> _Problem requirements_:
From the listing below, list every line that contains the word "collar".

> _Records for processing_:
==*==

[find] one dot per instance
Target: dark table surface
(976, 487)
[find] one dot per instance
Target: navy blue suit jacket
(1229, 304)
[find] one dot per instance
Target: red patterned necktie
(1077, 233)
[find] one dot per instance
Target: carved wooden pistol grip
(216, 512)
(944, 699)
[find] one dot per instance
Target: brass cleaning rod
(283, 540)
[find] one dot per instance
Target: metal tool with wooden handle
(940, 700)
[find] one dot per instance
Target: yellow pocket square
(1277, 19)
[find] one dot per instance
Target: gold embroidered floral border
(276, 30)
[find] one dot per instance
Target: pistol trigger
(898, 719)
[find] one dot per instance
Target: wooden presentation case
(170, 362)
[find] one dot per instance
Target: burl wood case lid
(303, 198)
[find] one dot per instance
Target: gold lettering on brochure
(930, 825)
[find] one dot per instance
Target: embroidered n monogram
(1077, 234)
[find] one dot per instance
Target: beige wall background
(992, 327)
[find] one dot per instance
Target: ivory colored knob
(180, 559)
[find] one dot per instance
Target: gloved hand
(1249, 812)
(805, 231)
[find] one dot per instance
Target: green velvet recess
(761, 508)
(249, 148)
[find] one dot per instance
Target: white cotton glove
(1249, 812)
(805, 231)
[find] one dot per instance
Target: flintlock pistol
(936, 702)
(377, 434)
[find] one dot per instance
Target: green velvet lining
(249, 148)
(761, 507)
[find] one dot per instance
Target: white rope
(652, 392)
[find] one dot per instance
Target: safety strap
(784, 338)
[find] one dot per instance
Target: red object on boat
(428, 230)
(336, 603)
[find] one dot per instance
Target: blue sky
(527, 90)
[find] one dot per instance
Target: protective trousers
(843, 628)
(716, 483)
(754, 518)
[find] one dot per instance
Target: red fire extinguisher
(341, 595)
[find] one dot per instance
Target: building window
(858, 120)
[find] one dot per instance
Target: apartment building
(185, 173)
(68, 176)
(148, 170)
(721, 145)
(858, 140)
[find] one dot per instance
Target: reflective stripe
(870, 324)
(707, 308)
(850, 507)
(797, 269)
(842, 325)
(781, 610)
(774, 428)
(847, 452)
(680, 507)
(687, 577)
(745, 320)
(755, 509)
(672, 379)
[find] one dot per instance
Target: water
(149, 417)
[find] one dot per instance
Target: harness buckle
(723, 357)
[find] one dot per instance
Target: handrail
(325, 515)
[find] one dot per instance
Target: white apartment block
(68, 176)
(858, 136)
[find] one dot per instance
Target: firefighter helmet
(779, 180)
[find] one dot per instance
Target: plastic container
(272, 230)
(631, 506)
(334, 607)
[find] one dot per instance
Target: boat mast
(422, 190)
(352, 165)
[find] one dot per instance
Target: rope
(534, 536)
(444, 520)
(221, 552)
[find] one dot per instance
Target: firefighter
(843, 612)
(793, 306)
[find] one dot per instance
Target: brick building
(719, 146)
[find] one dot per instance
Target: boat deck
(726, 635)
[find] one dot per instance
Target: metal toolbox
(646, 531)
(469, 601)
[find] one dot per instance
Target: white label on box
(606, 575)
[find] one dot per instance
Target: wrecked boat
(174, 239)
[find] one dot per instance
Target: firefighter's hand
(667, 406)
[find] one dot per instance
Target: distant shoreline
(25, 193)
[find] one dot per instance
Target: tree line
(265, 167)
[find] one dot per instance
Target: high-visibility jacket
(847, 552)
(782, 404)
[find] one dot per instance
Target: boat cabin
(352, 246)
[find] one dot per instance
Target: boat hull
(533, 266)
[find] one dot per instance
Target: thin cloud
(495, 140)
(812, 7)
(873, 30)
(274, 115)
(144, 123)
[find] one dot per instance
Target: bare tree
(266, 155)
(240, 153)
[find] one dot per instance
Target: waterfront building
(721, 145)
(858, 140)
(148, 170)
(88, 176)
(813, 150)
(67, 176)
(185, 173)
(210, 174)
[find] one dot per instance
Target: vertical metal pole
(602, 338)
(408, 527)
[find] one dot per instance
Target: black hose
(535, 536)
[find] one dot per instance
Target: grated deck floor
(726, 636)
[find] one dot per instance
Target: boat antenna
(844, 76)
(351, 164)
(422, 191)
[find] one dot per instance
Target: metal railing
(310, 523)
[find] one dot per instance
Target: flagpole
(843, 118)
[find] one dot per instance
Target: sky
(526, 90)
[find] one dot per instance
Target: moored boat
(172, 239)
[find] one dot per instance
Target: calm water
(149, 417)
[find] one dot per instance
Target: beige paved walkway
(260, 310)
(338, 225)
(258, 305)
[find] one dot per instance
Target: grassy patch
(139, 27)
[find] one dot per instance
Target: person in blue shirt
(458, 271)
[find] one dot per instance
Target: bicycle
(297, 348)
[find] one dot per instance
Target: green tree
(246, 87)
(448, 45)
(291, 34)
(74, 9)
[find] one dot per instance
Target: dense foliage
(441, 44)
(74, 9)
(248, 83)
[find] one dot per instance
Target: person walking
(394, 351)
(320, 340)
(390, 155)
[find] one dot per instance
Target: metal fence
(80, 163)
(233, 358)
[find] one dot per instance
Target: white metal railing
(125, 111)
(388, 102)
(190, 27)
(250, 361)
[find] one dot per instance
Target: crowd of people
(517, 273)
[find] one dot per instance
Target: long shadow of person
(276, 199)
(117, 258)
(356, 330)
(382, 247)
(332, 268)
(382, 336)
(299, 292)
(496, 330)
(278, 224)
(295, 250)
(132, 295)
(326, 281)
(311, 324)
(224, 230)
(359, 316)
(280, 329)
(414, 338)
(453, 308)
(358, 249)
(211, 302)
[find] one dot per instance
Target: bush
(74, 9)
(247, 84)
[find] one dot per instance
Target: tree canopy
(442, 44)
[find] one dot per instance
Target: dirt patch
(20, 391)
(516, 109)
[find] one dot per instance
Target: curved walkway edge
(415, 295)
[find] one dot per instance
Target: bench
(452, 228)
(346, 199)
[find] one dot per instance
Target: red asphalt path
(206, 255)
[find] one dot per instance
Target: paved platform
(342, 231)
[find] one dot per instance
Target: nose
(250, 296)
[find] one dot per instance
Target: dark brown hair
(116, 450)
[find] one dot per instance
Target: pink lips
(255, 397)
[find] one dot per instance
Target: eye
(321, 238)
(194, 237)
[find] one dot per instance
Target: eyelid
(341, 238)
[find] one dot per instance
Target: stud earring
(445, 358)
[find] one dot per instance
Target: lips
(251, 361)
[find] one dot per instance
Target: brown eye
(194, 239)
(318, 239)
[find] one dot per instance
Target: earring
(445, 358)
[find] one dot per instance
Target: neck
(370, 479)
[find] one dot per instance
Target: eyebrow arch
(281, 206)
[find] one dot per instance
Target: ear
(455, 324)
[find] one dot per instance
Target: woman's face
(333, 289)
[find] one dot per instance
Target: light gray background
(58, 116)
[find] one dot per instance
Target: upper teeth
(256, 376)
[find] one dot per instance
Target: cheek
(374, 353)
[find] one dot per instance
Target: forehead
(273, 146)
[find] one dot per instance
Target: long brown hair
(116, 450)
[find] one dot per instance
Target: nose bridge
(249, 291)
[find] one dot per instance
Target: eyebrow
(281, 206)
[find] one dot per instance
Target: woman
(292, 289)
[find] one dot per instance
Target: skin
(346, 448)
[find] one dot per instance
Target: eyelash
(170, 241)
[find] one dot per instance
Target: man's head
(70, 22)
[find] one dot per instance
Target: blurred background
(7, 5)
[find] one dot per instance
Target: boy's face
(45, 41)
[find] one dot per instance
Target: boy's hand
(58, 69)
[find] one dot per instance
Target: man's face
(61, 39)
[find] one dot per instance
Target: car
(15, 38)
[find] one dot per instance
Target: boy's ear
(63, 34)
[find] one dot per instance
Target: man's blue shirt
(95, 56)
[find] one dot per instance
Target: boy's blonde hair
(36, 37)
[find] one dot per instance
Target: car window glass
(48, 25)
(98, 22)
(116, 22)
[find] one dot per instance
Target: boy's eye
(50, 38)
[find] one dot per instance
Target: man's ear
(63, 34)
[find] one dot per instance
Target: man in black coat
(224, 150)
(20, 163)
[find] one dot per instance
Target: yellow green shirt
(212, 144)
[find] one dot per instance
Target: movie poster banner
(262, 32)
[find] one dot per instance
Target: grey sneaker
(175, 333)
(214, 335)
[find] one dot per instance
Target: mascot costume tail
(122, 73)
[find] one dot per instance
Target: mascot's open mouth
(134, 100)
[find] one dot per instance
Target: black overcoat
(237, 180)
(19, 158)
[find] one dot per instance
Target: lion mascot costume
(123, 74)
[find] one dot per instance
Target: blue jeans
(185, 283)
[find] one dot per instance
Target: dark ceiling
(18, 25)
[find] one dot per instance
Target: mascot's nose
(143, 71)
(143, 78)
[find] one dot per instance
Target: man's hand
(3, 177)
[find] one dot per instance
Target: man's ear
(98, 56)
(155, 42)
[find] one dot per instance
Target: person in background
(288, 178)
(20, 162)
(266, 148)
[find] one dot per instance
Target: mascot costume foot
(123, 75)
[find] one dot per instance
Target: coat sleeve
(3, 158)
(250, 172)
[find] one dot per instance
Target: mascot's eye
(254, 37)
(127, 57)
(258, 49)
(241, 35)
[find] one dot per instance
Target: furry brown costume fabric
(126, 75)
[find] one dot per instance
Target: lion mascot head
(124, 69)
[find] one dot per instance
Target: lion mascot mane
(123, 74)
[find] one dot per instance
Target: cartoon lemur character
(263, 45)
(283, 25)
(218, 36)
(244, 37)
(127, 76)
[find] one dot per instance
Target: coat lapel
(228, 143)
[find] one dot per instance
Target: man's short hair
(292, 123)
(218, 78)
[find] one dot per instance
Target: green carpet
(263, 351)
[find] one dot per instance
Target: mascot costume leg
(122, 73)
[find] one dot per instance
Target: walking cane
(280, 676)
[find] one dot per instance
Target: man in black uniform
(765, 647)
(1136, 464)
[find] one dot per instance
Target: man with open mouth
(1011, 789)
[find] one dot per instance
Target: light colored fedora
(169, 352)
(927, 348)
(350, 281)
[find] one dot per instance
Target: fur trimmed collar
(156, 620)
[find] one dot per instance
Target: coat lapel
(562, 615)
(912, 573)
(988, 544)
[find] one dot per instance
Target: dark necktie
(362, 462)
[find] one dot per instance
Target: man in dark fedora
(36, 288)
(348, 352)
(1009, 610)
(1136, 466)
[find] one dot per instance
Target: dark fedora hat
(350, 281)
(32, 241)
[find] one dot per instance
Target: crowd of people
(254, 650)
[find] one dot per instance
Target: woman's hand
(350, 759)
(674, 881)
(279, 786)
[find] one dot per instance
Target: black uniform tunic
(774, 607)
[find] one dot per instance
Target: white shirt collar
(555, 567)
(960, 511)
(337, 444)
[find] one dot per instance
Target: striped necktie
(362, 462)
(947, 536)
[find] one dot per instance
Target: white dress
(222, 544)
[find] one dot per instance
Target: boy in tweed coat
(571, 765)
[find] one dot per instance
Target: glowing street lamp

==*==

> _Result for this exercise_:
Target: fur trimmed collar
Target: white shirt collar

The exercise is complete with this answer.